▸ Teks Bacaan:
Ini urutan ceritanya ya:
16 April 2017
Apa kabar, teman-teman?
Pagi di hotel Royal
Bukit Bintang. Selesai beres-beres pagi, bersama Mba Piet, saya naik lift menuju lantai bawah ke ruang makan.
Di sini kami sarapan all you can eat
yang nanti bakalan saya post sekalian
review hotel Royal ya. Kalau
anak-anaknya Mba Piet makan bubur di kamar hotel.
Selesai sarapan,
kembali kami ke kamar untuk siap-siap kelayapan selanjutnya. Di hari kedua itu
kami akan menuju Melaka, tepatnya bagi saya dan Mba Piet adalah kembali ke
Melaka.
Kurang lebih jam 9,
supir Bas Persiaran yang akan membawa rombongan kecil Pandra Tour akhirnya
datang. Bas Persiaran yang kami naiki ini adalah sebuah mobil Elf yang memang
khusus untuk rombongan kecil wisata.
Dibanding dari Singapur
dulu, perjalanan dari Kuala Lumpur tentunya lebih dekat. Kurang lebih sekitar 2
jam. Perjalanan menuju Melaka ini melewati jalan yang kanan kirinya berjejer
pohon sawit. Saran saya sih mendingan tidur aja, haha... Selain memang nggak
banyak yang bisa kita lihat, sekalian untuk hemat tenaga juga.
Menuju masuk ke Melaka,
pak supir berhenti dulu di sebuah pom bensin. Ketika mobilnya diisi bensin,
kami juga bisa ke toilet dulu. Toiletnya sih lumayan besar, ada beberapa kamar
mandinya. Sialnya, kami barengan dengan rombongan lain juga, hahahah... Jadi
terpaksa ngantri juga.

▸ Uraian Tugas: Tuliskan kembali seluruh catatan perjalanan ke Melaka di atas, sama persis dengan aslinya.

▸ Bagian Data:
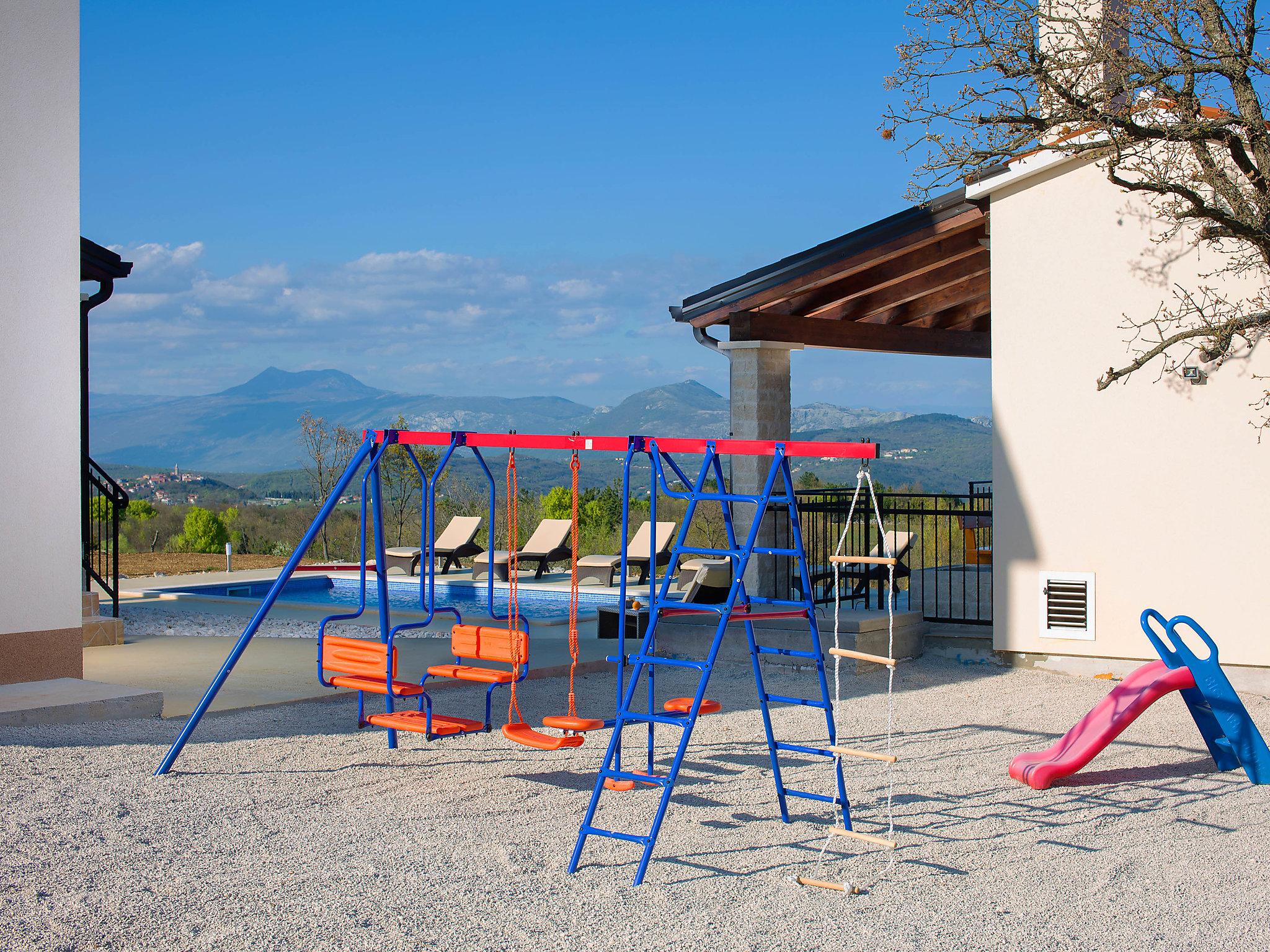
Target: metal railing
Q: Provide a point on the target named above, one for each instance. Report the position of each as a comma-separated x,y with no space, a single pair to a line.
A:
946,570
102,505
---
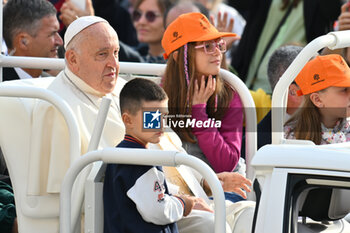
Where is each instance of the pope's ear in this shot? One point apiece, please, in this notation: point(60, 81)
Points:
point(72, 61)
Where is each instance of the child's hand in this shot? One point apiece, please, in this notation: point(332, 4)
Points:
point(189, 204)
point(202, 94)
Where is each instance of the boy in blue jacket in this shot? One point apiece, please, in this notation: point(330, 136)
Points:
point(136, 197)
---
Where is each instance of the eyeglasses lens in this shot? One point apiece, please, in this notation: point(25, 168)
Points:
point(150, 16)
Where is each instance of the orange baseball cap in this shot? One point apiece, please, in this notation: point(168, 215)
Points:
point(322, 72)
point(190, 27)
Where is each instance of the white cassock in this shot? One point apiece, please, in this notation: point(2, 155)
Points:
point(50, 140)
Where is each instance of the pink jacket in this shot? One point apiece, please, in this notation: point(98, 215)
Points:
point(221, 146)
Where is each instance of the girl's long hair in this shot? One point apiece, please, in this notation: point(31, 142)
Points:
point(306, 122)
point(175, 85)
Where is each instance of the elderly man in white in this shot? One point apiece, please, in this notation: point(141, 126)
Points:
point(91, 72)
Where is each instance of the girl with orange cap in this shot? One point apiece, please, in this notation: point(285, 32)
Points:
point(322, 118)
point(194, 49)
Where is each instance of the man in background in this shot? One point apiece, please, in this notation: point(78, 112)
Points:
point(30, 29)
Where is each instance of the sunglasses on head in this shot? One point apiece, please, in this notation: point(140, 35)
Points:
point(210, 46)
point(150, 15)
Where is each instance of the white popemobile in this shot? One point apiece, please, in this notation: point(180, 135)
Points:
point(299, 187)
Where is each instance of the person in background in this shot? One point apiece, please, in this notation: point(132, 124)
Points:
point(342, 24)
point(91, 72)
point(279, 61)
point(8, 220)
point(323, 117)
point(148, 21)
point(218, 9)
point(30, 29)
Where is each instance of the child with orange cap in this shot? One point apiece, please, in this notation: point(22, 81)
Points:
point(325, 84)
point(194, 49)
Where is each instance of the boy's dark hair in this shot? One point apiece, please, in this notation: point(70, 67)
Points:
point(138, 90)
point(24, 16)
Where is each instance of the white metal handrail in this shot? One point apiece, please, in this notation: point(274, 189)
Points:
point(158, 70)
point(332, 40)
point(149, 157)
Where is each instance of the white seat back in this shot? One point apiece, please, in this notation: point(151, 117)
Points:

▸ Jawaban:
Ini urutan ceritanya ya:
16 April 2017
Apa kabar, teman-teman?
Pagi di hotel Royal
Bukit Bintang. Selesai beres-beres pagi, bersama Mba Piet, saya naik lift menuju lantai bawah ke ruang makan.
Di sini kami sarapan all you can eat
yang nanti bakalan saya post sekalian
review hotel Royal ya. Kalau
anak-anaknya Mba Piet makan bubur di kamar hotel.
Selesai sarapan,
kembali kami ke kamar untuk siap-siap kelayapan selanjutnya. Di hari kedua itu
kami akan menuju Melaka, tepatnya bagi saya dan Mba Piet adalah kembali ke
Melaka.
Kurang lebih jam 9,
supir Bas Persiaran yang akan membawa rombongan kecil Pandra Tour akhirnya
datang. Bas Persiaran yang kami naiki ini adalah sebuah mobil Elf yang memang
khusus untuk rombongan kecil wisata.
Dibanding dari Singapur
dulu, perjalanan dari Kuala Lumpur tentunya lebih dekat. Kurang lebih sekitar 2
jam. Perjalanan menuju Melaka ini melewati jalan yang kanan kirinya berjejer
pohon sawit. Saran saya sih mendingan tidur aja, haha... Selain memang nggak
banyak yang bisa kita lihat, sekalian untuk hemat tenaga juga.
Menuju masuk ke Melaka,
pak supir berhenti dulu di sebuah pom bensin. Ketika mobilnya diisi bensin,
kami juga bisa ke toilet dulu. Toiletnya sih lumayan besar, ada beberapa kamar
mandinya. Sialnya, kami barengan dengan rombongan lain juga, hahahah... Jadi
terpaksa ngantri juga.